## Goal:
Count the lines in the data below that contain the string "green", matching case exactly, and reply with that number alone.

-*-

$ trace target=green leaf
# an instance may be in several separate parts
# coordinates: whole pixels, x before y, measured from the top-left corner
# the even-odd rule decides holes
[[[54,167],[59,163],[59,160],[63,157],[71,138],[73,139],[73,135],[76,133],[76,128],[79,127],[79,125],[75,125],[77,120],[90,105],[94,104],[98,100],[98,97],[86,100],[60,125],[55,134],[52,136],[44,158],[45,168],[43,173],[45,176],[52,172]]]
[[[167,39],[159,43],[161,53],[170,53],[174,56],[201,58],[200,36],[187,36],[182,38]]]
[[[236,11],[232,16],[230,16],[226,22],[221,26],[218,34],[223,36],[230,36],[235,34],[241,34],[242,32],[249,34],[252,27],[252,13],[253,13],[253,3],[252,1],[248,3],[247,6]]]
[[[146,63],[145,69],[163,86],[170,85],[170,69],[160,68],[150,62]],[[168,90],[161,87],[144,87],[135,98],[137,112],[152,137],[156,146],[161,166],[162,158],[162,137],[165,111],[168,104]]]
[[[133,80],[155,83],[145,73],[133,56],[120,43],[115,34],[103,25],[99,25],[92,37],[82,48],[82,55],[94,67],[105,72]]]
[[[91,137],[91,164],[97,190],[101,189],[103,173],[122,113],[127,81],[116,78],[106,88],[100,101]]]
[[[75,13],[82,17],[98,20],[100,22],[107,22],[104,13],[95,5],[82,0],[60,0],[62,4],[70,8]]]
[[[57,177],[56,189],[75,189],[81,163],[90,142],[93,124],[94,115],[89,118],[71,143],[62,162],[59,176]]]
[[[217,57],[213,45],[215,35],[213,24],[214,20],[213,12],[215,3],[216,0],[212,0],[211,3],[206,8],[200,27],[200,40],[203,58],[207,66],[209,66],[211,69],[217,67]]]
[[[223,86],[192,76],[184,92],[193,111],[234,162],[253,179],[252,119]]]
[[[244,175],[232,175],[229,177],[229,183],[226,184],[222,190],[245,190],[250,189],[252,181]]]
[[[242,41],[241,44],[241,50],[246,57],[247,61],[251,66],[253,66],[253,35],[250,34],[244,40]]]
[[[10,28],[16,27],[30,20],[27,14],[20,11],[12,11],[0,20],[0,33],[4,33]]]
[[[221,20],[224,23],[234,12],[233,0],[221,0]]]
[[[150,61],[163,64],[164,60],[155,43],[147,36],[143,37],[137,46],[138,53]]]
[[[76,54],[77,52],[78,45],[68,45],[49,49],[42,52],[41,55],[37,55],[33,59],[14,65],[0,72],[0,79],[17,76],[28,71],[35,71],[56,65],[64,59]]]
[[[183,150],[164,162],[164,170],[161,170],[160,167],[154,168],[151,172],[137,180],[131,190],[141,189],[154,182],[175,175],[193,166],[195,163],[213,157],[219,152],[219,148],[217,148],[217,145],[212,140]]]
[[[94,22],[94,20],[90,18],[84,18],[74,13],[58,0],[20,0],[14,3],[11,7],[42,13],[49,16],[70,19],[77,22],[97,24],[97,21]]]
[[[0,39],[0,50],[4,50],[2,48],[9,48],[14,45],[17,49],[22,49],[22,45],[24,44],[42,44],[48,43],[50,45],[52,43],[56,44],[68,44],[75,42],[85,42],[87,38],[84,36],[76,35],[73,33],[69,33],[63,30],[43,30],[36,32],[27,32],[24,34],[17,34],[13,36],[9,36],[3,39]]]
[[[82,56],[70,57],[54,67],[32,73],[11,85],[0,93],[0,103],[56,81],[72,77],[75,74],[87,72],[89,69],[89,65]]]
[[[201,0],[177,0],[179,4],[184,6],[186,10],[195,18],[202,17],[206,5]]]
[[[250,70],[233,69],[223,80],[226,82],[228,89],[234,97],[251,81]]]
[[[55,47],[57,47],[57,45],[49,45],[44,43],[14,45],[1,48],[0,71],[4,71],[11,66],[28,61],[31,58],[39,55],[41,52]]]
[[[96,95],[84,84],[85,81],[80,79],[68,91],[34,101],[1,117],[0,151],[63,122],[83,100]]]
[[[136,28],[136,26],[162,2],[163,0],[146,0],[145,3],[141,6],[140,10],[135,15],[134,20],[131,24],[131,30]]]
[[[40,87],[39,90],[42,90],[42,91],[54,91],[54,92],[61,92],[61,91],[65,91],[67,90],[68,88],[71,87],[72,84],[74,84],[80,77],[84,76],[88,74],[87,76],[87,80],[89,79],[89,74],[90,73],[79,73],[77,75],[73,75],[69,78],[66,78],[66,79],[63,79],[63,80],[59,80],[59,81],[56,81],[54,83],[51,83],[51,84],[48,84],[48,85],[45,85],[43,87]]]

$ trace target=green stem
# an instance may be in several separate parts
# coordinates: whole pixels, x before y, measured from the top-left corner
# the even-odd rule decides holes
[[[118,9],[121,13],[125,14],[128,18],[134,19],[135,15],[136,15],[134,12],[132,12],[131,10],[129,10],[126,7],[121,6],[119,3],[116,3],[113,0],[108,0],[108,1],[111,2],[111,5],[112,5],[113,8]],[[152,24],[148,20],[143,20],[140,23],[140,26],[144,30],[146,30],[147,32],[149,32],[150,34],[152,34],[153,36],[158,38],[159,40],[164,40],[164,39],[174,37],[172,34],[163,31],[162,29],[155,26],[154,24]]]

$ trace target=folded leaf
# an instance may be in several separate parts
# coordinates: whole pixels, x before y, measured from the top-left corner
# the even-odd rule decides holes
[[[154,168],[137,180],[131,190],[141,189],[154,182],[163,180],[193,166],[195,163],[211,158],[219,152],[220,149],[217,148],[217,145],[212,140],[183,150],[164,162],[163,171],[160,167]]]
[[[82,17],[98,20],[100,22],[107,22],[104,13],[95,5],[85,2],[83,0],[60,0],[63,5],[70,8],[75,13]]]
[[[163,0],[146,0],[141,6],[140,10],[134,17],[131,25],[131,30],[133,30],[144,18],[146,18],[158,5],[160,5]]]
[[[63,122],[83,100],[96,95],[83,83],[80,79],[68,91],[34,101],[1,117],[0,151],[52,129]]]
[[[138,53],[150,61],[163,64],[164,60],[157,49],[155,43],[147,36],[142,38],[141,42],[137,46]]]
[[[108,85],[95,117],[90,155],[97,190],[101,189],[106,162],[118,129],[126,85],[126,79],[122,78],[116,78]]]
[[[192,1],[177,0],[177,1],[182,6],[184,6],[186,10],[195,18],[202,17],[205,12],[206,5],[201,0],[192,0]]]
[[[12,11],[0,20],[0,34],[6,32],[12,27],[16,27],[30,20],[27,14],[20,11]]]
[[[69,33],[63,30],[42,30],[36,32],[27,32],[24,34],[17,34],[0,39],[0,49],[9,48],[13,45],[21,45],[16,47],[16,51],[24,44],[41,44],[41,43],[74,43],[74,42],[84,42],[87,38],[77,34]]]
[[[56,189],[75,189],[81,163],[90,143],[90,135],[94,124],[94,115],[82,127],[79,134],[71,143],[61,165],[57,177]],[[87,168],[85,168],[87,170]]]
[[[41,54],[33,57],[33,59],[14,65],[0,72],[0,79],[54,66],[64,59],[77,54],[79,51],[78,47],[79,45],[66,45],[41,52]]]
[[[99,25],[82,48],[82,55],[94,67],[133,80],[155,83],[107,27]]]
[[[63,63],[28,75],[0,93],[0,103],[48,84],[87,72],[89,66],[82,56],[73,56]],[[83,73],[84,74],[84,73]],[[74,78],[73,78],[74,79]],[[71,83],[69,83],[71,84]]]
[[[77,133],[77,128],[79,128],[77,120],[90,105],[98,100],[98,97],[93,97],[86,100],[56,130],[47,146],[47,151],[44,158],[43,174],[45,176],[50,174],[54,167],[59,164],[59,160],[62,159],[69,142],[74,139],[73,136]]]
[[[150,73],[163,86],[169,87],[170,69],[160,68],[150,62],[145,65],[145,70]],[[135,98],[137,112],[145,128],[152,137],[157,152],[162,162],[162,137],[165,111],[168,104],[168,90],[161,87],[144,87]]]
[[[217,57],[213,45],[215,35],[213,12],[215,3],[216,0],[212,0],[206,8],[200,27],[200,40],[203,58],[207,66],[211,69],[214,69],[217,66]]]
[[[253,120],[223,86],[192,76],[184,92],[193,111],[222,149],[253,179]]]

-*-

## Answer to this exercise:
2